Referring expression data:
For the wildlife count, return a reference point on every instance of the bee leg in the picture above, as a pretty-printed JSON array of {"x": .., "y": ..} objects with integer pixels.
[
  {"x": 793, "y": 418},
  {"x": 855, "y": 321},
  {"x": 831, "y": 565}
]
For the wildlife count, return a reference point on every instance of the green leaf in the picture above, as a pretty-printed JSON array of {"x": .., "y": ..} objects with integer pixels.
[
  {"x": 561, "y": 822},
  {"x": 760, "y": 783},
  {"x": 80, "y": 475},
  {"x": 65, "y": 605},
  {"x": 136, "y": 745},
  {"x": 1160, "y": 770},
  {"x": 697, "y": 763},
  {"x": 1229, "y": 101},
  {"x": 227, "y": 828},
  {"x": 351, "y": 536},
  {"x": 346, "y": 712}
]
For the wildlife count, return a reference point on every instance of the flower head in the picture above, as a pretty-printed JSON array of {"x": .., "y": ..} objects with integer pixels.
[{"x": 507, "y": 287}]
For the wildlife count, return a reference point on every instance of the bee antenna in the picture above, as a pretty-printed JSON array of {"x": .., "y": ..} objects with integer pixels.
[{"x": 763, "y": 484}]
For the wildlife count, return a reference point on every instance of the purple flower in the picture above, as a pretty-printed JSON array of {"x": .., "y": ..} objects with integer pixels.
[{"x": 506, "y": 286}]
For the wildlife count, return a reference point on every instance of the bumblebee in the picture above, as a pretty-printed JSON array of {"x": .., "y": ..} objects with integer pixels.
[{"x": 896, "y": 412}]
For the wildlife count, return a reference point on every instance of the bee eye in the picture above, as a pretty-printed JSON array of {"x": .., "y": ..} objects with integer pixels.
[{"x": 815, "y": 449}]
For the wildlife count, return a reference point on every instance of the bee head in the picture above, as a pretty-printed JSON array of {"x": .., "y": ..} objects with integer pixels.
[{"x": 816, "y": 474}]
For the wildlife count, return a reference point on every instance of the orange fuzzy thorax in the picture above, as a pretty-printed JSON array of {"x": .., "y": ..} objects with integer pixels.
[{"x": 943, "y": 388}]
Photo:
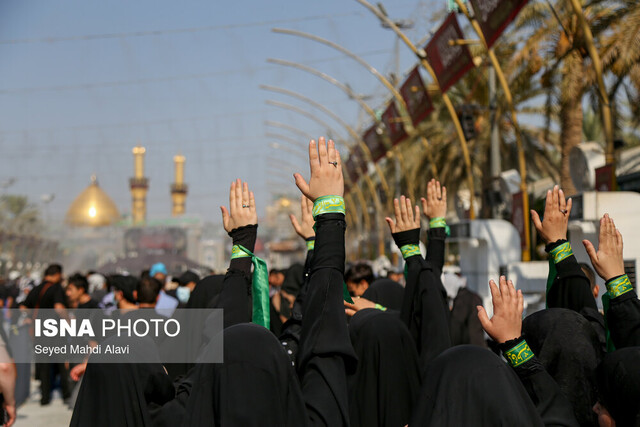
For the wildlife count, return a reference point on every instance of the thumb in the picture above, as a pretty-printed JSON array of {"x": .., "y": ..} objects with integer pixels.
[
  {"x": 424, "y": 205},
  {"x": 484, "y": 318},
  {"x": 591, "y": 251},
  {"x": 302, "y": 184},
  {"x": 392, "y": 225},
  {"x": 225, "y": 216},
  {"x": 536, "y": 220}
]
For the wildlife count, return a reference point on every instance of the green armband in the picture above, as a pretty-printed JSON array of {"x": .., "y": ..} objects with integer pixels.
[
  {"x": 561, "y": 252},
  {"x": 519, "y": 354},
  {"x": 619, "y": 286},
  {"x": 237, "y": 252},
  {"x": 437, "y": 222},
  {"x": 328, "y": 204},
  {"x": 410, "y": 250}
]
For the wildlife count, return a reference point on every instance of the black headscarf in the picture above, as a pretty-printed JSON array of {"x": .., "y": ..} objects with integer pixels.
[
  {"x": 385, "y": 292},
  {"x": 293, "y": 279},
  {"x": 206, "y": 291},
  {"x": 619, "y": 385},
  {"x": 569, "y": 348},
  {"x": 385, "y": 386},
  {"x": 470, "y": 386},
  {"x": 256, "y": 384},
  {"x": 122, "y": 394}
]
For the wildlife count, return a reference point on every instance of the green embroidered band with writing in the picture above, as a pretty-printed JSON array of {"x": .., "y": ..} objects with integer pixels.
[
  {"x": 518, "y": 354},
  {"x": 259, "y": 286},
  {"x": 437, "y": 222},
  {"x": 328, "y": 204},
  {"x": 561, "y": 252},
  {"x": 410, "y": 250},
  {"x": 236, "y": 252},
  {"x": 619, "y": 286}
]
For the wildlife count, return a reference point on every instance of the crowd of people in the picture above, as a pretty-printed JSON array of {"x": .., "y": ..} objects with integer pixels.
[{"x": 341, "y": 347}]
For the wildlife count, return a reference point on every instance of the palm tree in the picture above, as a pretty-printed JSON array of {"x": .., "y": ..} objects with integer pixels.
[{"x": 566, "y": 74}]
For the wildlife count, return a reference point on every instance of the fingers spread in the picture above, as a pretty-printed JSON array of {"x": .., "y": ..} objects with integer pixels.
[
  {"x": 302, "y": 184},
  {"x": 322, "y": 152},
  {"x": 484, "y": 319},
  {"x": 591, "y": 251},
  {"x": 392, "y": 225}
]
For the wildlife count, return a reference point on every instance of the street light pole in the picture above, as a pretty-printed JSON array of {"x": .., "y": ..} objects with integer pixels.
[{"x": 526, "y": 252}]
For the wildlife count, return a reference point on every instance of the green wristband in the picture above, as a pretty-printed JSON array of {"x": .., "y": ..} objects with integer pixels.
[
  {"x": 236, "y": 252},
  {"x": 619, "y": 286},
  {"x": 410, "y": 250},
  {"x": 328, "y": 204},
  {"x": 437, "y": 222},
  {"x": 519, "y": 354},
  {"x": 561, "y": 252}
]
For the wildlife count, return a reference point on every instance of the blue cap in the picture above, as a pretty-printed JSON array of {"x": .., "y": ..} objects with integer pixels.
[{"x": 158, "y": 268}]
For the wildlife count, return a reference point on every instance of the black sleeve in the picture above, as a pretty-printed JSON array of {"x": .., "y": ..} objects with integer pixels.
[
  {"x": 235, "y": 298},
  {"x": 571, "y": 288},
  {"x": 435, "y": 248},
  {"x": 554, "y": 408},
  {"x": 326, "y": 355},
  {"x": 292, "y": 328},
  {"x": 424, "y": 308},
  {"x": 623, "y": 319}
]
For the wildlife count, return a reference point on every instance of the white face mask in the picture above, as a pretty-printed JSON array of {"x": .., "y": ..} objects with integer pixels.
[{"x": 182, "y": 292}]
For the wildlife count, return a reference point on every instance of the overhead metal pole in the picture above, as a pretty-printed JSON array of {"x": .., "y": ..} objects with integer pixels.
[
  {"x": 370, "y": 111},
  {"x": 422, "y": 55},
  {"x": 379, "y": 206},
  {"x": 526, "y": 252}
]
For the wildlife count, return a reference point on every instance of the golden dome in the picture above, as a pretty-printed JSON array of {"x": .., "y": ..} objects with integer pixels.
[{"x": 92, "y": 208}]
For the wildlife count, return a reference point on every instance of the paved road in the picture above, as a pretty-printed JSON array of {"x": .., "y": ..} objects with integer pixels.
[{"x": 31, "y": 414}]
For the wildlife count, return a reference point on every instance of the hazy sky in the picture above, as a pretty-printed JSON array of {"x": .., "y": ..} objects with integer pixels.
[{"x": 82, "y": 82}]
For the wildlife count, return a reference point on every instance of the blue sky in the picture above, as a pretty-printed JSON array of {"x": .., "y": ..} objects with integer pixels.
[{"x": 82, "y": 82}]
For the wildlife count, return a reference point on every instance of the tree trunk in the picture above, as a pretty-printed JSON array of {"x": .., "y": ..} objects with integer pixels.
[{"x": 570, "y": 136}]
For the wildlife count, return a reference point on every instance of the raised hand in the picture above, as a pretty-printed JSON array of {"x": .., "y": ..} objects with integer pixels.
[
  {"x": 556, "y": 216},
  {"x": 508, "y": 304},
  {"x": 435, "y": 204},
  {"x": 242, "y": 207},
  {"x": 304, "y": 228},
  {"x": 359, "y": 303},
  {"x": 608, "y": 260},
  {"x": 326, "y": 171},
  {"x": 405, "y": 217}
]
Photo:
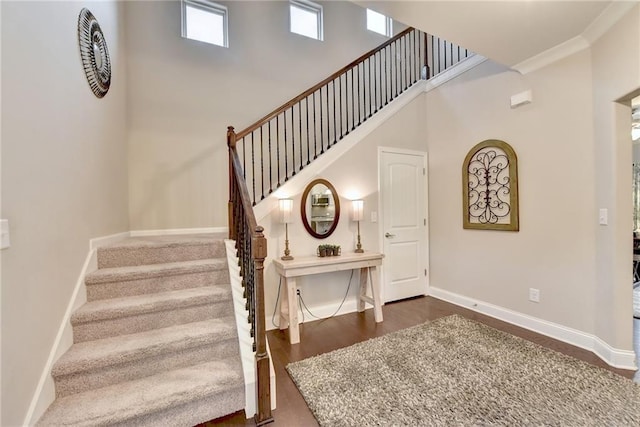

Task requirements: From the first line to the last, output the records exactly without pictures.

The answer:
For the wildlife count, return a reference point on every instance of the bee leg in the picture above, as a pretty-printed JSON array of {"x": .., "y": ..} objects with integer pixels.
[
  {"x": 793, "y": 418},
  {"x": 855, "y": 321},
  {"x": 831, "y": 565}
]
For the wildlife count, return a reference point on every instance of the green leaf in the picture above, as a pretty-printed JSON array of {"x": .., "y": ..} objects with integer pixels.
[
  {"x": 561, "y": 822},
  {"x": 760, "y": 783},
  {"x": 80, "y": 475},
  {"x": 65, "y": 605},
  {"x": 136, "y": 745},
  {"x": 1160, "y": 770},
  {"x": 697, "y": 763},
  {"x": 1229, "y": 101},
  {"x": 227, "y": 828},
  {"x": 351, "y": 536},
  {"x": 346, "y": 712}
]
For the wildlife count, return a reference point on every instance of the flower head in the picture above, as a pretty-printed JSON array of {"x": .., "y": ..} objects with integer pixels.
[{"x": 507, "y": 287}]
For the wildlife count, return a reference point on every instance of the bee antenna in the picture above, as a pretty-printed JSON array of {"x": .., "y": ..} objects with integer pixels.
[{"x": 763, "y": 484}]
For the wildlife count, return a reference point on every instance of the purple flower in the picture above, as a pretty-printed JSON array of {"x": .., "y": ..} objects with integer pixels.
[{"x": 506, "y": 286}]
For the wildlife count, return a reference point on every instance of the bumblebee in the picture above, as a pretty-printed JSON array of {"x": .., "y": ..} objects with integer pixels.
[{"x": 896, "y": 412}]
For the wildlife count, return a reference point on every instance of the bee eye in the picture above, as a pretty-printed JSON array of {"x": .., "y": ..} objects with integer pixels.
[{"x": 815, "y": 449}]
For the wildlife count, return a reference point on every instance of the bee head in the picture above, as a pretty-printed JSON array of {"x": .., "y": ..} objects with integer pixels.
[{"x": 816, "y": 474}]
For the wildlife count, return a reference point on every instance of the orange fuzzy thorax in the picture above, as a pretty-printed JSON array of {"x": .., "y": ..} objects with integer pixels.
[{"x": 943, "y": 388}]
Photo:
For the wildlife count, return a reference point on every instance of the thumb in the picture above, as a pretty-printed JSON array of {"x": .., "y": ..} objects with integer pixels.
[
  {"x": 424, "y": 205},
  {"x": 484, "y": 318},
  {"x": 591, "y": 251},
  {"x": 302, "y": 184},
  {"x": 392, "y": 225},
  {"x": 225, "y": 216},
  {"x": 536, "y": 220}
]
For the wildlife count, return a reference point on every instance of the green armband in the picture above, as a pretty-printed JSON array of {"x": .., "y": ..} objects with integer pixels.
[
  {"x": 561, "y": 252},
  {"x": 519, "y": 354},
  {"x": 619, "y": 286},
  {"x": 237, "y": 252},
  {"x": 437, "y": 222},
  {"x": 328, "y": 204},
  {"x": 410, "y": 250}
]
For the wildlife count, return a reference point on every instance of the black headscarf in the picture above, as a pretty-printed JSON array of {"x": .., "y": ..} objects with integer pixels.
[
  {"x": 385, "y": 292},
  {"x": 293, "y": 279},
  {"x": 206, "y": 291},
  {"x": 619, "y": 385},
  {"x": 569, "y": 348},
  {"x": 385, "y": 386},
  {"x": 470, "y": 386},
  {"x": 256, "y": 384},
  {"x": 122, "y": 394}
]
For the wildlife count, return a reference point on every instance of the green embroidered band with writing in the picture above, as a pretty-printed JSON array of {"x": .., "y": ..} objects with integer pixels.
[
  {"x": 518, "y": 354},
  {"x": 259, "y": 286},
  {"x": 437, "y": 222},
  {"x": 328, "y": 204},
  {"x": 561, "y": 252},
  {"x": 410, "y": 250},
  {"x": 236, "y": 252},
  {"x": 619, "y": 286}
]
For the wildlife count, return a reference point on every instance of the crowd of people in the picture above, as a pretty-printed JSON array of {"x": .., "y": ..} objects with integer pixels.
[{"x": 341, "y": 347}]
For the wildlife count, return a reference point on every instance of the palm tree in the picture above, as a pretty-printed JSON array of {"x": .., "y": ..} objects with integer pixels.
[{"x": 566, "y": 74}]
For the wildlife count, return a reference point on every instance of the fingers spread in the picture above, as a pretty-printed JSON array of {"x": .., "y": ..} objects with integer pixels.
[
  {"x": 302, "y": 184},
  {"x": 322, "y": 152},
  {"x": 484, "y": 319},
  {"x": 591, "y": 251},
  {"x": 392, "y": 225}
]
For the wildlife count, return a reference point on every instance of the street light pole in the picture above, as a pretty-printed JSON array of {"x": .., "y": ..} objects with integer pixels.
[{"x": 526, "y": 252}]
For the wildlife count, return a reference point on every instance of the green wristband in the picture above, as a pretty-printed JSON array of {"x": .., "y": ..} objects with integer pixels.
[
  {"x": 236, "y": 252},
  {"x": 619, "y": 286},
  {"x": 410, "y": 250},
  {"x": 328, "y": 204},
  {"x": 437, "y": 222},
  {"x": 519, "y": 354},
  {"x": 561, "y": 252}
]
For the wildlife count, return a reference point on every instance of the blue cap in the picture above, as a pretty-printed JSON array of {"x": .., "y": ..} objects with integer pixels.
[{"x": 158, "y": 268}]
For the wildlife count, return a reference point on every instance of the black sleeve in the picture above, as a pretty-printed JSON array of {"x": .., "y": ..} objects with integer pixels.
[
  {"x": 235, "y": 298},
  {"x": 571, "y": 288},
  {"x": 435, "y": 248},
  {"x": 554, "y": 408},
  {"x": 326, "y": 355},
  {"x": 292, "y": 328},
  {"x": 424, "y": 308},
  {"x": 623, "y": 319}
]
For the wildlife count, return a reference point on every instance of the white face mask in the picture above, as a pretty-printed JSON array of {"x": .., "y": ..} objects with integer pixels.
[{"x": 182, "y": 292}]
For the wildlife count, return a reference point on every instance of the overhead metal pole in the picture above, as a pretty-printed JSON array of {"x": .., "y": ..} objects with integer pixels.
[
  {"x": 370, "y": 111},
  {"x": 422, "y": 55},
  {"x": 379, "y": 206},
  {"x": 526, "y": 252}
]
For the wildlife count, return a reference point on every instance of the golden dome in the picture above, as a pretty-printed JSON array of {"x": .., "y": ..} objects with integer pixels.
[{"x": 92, "y": 208}]
For the wildlife count, return a reference point on every instance of the paved road in the picture above, as a pretty-printed JSON array of {"x": .., "y": ..} objects with integer pixels.
[{"x": 31, "y": 414}]
For the wildlife count, return a reference point on every instance of the hazy sky in the picture above, as a pretty-printed JSON array of {"x": .., "y": ..} objects with integer pixels.
[{"x": 82, "y": 82}]
For the wildlife count, return a reference point on every instance of the blue sky in the picture above, as a pretty-printed JSON array of {"x": .., "y": ..} objects with integer pixels.
[{"x": 82, "y": 82}]
For the wildlife count, return a reference point on every instance of the tree trunk in the picture above, as a pretty-printed JSON array of {"x": .., "y": ..} objects with integer pixels.
[{"x": 570, "y": 136}]
For the wildlife count, return a reference point on every instance of the raised hand in the picture above, as a pretty-printed JSON array of {"x": .., "y": ..} objects with integer pixels.
[
  {"x": 556, "y": 216},
  {"x": 508, "y": 304},
  {"x": 435, "y": 204},
  {"x": 242, "y": 207},
  {"x": 304, "y": 228},
  {"x": 359, "y": 303},
  {"x": 608, "y": 260},
  {"x": 326, "y": 171},
  {"x": 405, "y": 217}
]
Photo:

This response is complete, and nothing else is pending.